- Bounding box annotation entries

>>>

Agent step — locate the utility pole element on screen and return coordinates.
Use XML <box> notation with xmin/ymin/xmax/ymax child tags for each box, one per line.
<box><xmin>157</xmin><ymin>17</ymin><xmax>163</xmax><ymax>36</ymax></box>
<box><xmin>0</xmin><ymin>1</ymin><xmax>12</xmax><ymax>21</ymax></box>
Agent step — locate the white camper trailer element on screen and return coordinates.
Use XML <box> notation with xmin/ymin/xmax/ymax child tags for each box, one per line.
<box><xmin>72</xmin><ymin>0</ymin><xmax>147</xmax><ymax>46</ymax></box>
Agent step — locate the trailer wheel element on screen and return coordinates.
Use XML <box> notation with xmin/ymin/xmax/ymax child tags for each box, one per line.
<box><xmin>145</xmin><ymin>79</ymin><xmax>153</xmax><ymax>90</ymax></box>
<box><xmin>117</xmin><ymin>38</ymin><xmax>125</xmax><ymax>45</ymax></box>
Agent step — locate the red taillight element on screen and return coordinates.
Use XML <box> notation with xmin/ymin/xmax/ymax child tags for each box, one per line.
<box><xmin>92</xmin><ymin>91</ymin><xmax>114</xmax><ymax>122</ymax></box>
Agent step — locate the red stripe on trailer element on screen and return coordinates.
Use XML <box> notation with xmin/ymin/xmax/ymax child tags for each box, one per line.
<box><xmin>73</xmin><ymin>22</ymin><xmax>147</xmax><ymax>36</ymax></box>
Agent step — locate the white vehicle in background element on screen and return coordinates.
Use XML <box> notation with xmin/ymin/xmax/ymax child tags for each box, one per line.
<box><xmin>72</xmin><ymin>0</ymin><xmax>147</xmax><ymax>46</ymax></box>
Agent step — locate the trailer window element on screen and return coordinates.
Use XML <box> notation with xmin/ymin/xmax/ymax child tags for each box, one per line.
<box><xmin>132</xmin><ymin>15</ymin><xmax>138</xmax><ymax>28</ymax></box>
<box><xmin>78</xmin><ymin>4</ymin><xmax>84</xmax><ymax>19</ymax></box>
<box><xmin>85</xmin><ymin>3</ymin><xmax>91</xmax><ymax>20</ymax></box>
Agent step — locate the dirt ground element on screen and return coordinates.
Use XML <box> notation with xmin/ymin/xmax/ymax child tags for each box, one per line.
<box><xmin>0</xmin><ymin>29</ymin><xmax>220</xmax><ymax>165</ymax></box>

<<<

- DIRECTIONS FOR THIS TASK
Extract the lines from the line with "Agent step — locate the dirt" through the end of the entries, reproducing each one without changes.

- OUTPUT FOR THIS TASK
Agent step — locate the dirt ground element on screen and return coordinates.
Use XML <box> notation with xmin/ymin/xmax/ymax child tags for each box, one per line.
<box><xmin>0</xmin><ymin>29</ymin><xmax>220</xmax><ymax>165</ymax></box>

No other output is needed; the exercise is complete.